■ **EXTRAIT CHOISI**:
* * * * * * * * *

« Je n’ai pas de protocole », affirme cet homme dès le premier contact, dès ma première demande de rendez-vous. Nous l’entendrons réitérer cette affirmation, à nous-mêmes et à d’autres. Il y tient.
En utilisant le terme protocole (1), il introduit quelque chose de subtil dans la relation, comme un double message élégant, que presque tout le monde capte sans qu’il soit énoncé : « certes je suis un personnage important (2) mais nous allons tenter de ne pas trop nous compliquer la tâche avec ça ». Ou bien s’agit-il simplement de ne pas compliquer sa tâche ?
Car en effet, sous certains aspects, la relation avec lui est dénuée de protocole, c’est-à-dire sans règle de préséance. Il se rend disponible s’il le peut quand on passe le voir, que ça soit pour un bonjour ou pour une question importante, mais il rechigne à prendre rendez-vous, donnant simplement des indications sur ses probables moments calmes : « je dois aller à Palmarin et je serai de retour dans une heure si tout va bien, vous pouvez repasser si votre temps le permet ». Ou bien : « pendant le ramadan, j’ai les idées plus claires le soir, après la rupture du jeûne (3) ». Et il ajoute facétieusement : « mais n’attendez rien de moi au moment de la rupture du jeûne ». D’un autre côté, même lorsqu’il est engagé en échange avec nous, il reste disponible pour d’autres interlocuteurs et n’hésite pas à interrompre notre débat sur l’érosion côtière ou une discussion politique avec Ariel pour écouter attentivement la demande ou la doléance d’un pêcheur venu solliciter son avis, même à 11h du soir. Il a même un jour suspendu une importante session d’apprentissage d’un logiciel que lui donnait Ariel à la demande d’une cantonnière qui se plaignait de son râteau et voulait qu’un homme s’en occupe. A notre grande perplexité (4), Edouard est parti immédiatement à la recherche improbable d’un marteau ou d’un tournevis pour remettre le râteau en état de fonctionnement.
En matière vestimentaire, son absence de protocole est parfois surprenante. Il peut recevoir dans son bureau aussi bien habillé d’un superbe boubou traditionnel qu’en simple marcel blanc porté sur un pantalon soyeux. Un jour, soudain conscient du négligé de sa tenue face aux nombreux visiteurs présents dans son bureau, il s’est levé, a disparu dans la pièce voisine – sa chambre – pour reparaitre aussitôt, l’œil malicieux et son plus beau couvre-chef sur la tête. (5)

* * * * * * * * *

(Enregistrements de points étiquetés)
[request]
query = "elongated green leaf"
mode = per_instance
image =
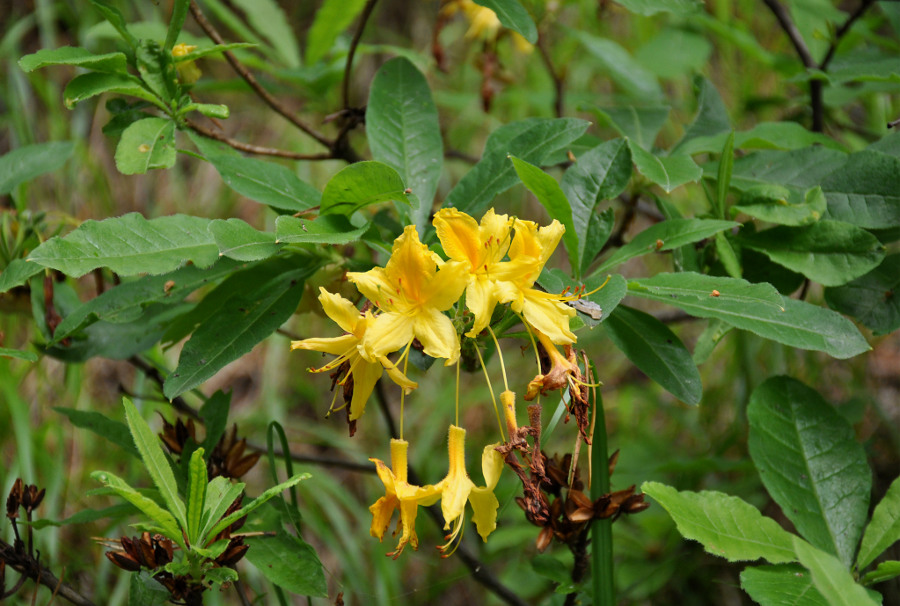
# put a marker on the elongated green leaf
(755, 307)
(155, 461)
(829, 252)
(403, 130)
(196, 496)
(27, 162)
(831, 577)
(145, 145)
(782, 585)
(361, 184)
(243, 320)
(656, 351)
(74, 55)
(327, 229)
(257, 502)
(130, 245)
(239, 241)
(783, 205)
(148, 506)
(551, 196)
(513, 15)
(332, 18)
(811, 464)
(289, 563)
(531, 140)
(669, 172)
(108, 429)
(628, 74)
(864, 191)
(726, 526)
(884, 528)
(883, 572)
(871, 299)
(128, 301)
(666, 235)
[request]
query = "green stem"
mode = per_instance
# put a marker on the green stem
(601, 531)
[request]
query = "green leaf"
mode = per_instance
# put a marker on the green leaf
(128, 301)
(726, 526)
(680, 8)
(656, 351)
(782, 585)
(666, 235)
(361, 184)
(113, 431)
(755, 307)
(864, 191)
(332, 18)
(884, 528)
(872, 299)
(147, 506)
(179, 13)
(403, 130)
(623, 70)
(74, 55)
(155, 461)
(196, 496)
(268, 18)
(828, 252)
(17, 273)
(146, 144)
(885, 571)
(811, 464)
(243, 320)
(327, 229)
(29, 161)
(513, 16)
(783, 205)
(531, 140)
(669, 172)
(257, 502)
(551, 196)
(831, 577)
(600, 174)
(237, 240)
(129, 245)
(288, 562)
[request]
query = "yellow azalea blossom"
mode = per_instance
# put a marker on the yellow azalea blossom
(363, 372)
(530, 249)
(457, 488)
(412, 293)
(399, 494)
(480, 248)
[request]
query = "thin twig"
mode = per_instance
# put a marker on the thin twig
(348, 66)
(248, 77)
(254, 149)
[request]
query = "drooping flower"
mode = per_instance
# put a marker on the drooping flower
(480, 249)
(412, 294)
(457, 488)
(399, 494)
(362, 372)
(530, 249)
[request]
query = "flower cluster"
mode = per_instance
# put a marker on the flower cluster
(492, 262)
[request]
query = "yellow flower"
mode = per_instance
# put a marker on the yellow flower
(412, 293)
(531, 248)
(361, 374)
(480, 248)
(399, 494)
(457, 488)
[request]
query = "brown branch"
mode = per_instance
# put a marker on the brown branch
(254, 149)
(248, 77)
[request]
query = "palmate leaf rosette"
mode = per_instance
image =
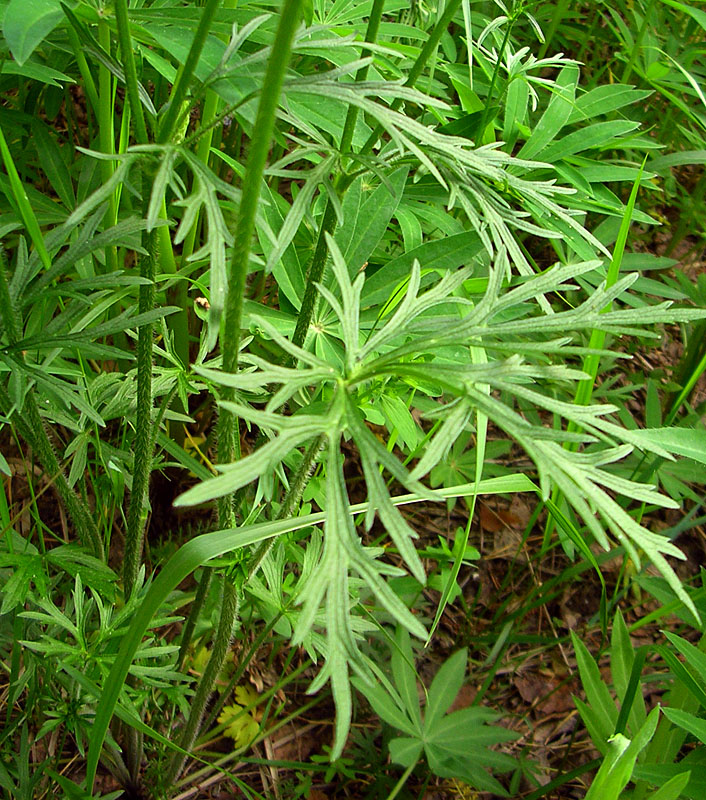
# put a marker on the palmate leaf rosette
(420, 341)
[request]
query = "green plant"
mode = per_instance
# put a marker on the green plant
(456, 744)
(408, 237)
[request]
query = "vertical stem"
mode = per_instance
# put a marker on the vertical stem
(494, 78)
(128, 59)
(183, 80)
(143, 442)
(328, 221)
(228, 437)
(559, 11)
(627, 73)
(106, 136)
(221, 644)
(88, 84)
(430, 46)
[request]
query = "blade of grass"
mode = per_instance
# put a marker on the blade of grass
(202, 549)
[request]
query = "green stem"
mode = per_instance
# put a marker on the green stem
(328, 221)
(291, 500)
(194, 613)
(401, 782)
(228, 437)
(371, 35)
(314, 276)
(106, 137)
(128, 59)
(143, 442)
(221, 645)
(181, 86)
(88, 83)
(494, 78)
(558, 15)
(627, 73)
(426, 53)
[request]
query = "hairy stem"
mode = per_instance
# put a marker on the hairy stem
(328, 221)
(221, 645)
(144, 440)
(128, 59)
(181, 86)
(228, 436)
(106, 137)
(430, 46)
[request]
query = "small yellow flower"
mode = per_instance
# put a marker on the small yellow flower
(241, 726)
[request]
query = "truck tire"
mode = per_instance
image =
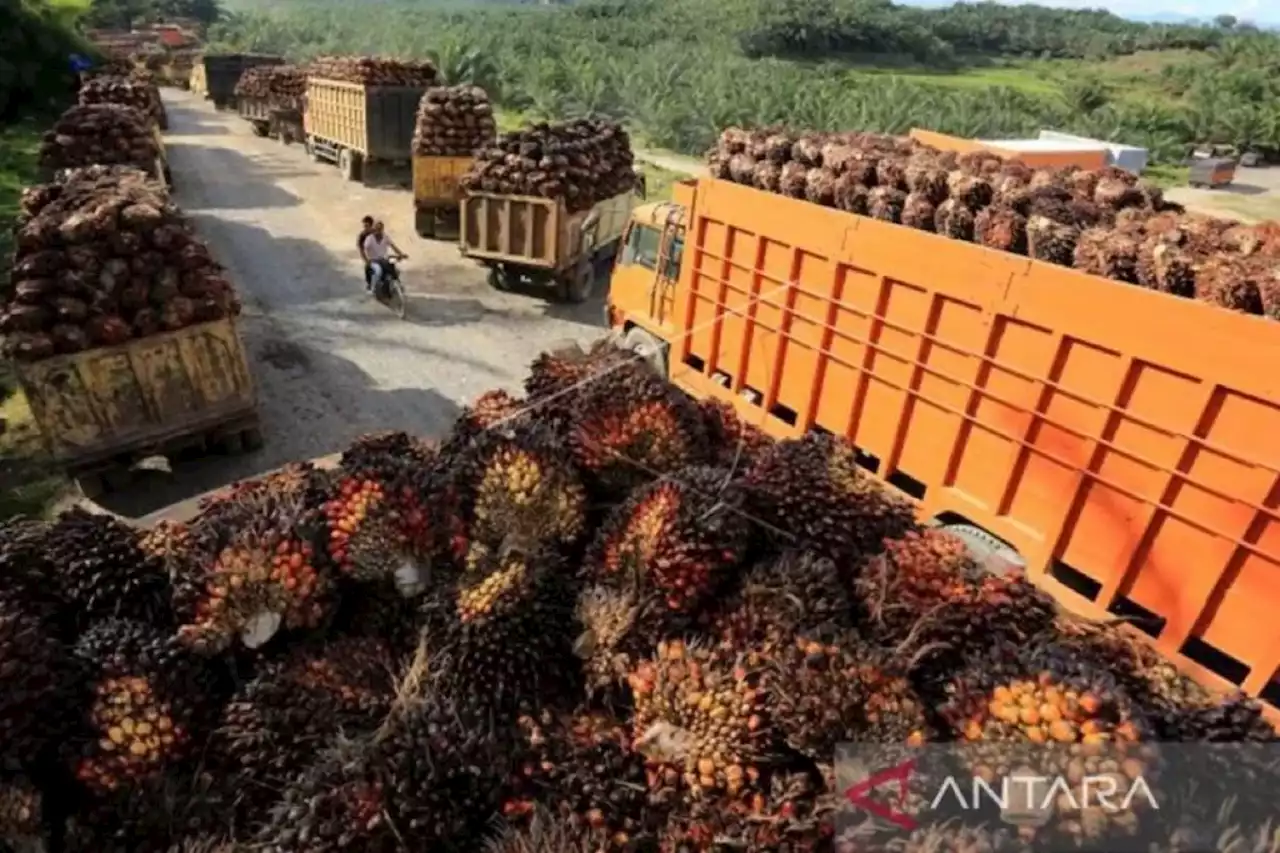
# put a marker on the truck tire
(424, 220)
(995, 556)
(498, 278)
(648, 347)
(577, 286)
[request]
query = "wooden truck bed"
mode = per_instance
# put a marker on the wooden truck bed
(535, 232)
(375, 121)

* * * * * * * * *

Recopiez sans rien changer le passage de l'extrait sur l'absence de protocole qui commence par « En utilisant le » et se poursuit jusqu'à « compliquer sa tâche ? » inclus.

■ **RÉPONSE RÉDIGÉE**:
En utilisant le terme protocole (1), il introduit quelque chose de subtil dans la relation, comme un double message élégant, que presque tout le monde capte sans qu’il soit énoncé : « certes je suis un personnage important (2) mais nous allons tenter de ne pas trop nous compliquer la tâche avec ça ». Ou bien s’agit-il simplement de ne pas compliquer sa tâche ?